Task instructions
The answer must be a single number: how many lines of the records below hold the word "neighboring".

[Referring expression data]
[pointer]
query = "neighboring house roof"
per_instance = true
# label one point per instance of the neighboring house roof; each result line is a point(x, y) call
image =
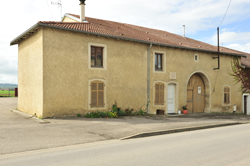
point(130, 32)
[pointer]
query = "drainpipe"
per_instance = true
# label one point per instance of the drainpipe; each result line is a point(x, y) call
point(149, 75)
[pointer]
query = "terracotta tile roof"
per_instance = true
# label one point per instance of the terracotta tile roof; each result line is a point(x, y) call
point(141, 34)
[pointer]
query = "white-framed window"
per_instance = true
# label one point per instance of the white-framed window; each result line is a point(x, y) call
point(97, 94)
point(196, 57)
point(226, 95)
point(97, 56)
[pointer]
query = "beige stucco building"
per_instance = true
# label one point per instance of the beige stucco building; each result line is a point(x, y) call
point(72, 67)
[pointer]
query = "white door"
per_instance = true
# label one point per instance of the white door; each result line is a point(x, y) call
point(171, 98)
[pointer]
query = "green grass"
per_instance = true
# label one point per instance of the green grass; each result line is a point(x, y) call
point(6, 93)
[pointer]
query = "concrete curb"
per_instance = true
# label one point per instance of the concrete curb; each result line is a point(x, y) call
point(30, 116)
point(26, 115)
point(178, 130)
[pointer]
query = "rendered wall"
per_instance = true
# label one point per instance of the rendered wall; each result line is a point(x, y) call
point(67, 75)
point(182, 62)
point(30, 74)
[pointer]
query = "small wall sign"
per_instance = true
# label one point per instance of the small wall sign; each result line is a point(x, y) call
point(199, 90)
point(172, 75)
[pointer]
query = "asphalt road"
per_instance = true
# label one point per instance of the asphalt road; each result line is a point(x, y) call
point(19, 133)
point(218, 146)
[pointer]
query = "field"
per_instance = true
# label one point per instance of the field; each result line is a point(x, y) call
point(6, 93)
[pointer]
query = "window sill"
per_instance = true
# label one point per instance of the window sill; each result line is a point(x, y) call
point(97, 67)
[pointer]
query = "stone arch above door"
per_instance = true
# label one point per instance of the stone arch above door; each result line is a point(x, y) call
point(207, 84)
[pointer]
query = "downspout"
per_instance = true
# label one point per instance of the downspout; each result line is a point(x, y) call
point(148, 104)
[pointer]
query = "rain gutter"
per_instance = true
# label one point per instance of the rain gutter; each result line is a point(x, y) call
point(38, 25)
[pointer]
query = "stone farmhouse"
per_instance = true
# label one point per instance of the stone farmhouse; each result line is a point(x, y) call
point(85, 64)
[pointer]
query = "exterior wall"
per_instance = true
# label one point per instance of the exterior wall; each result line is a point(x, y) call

Task answer
2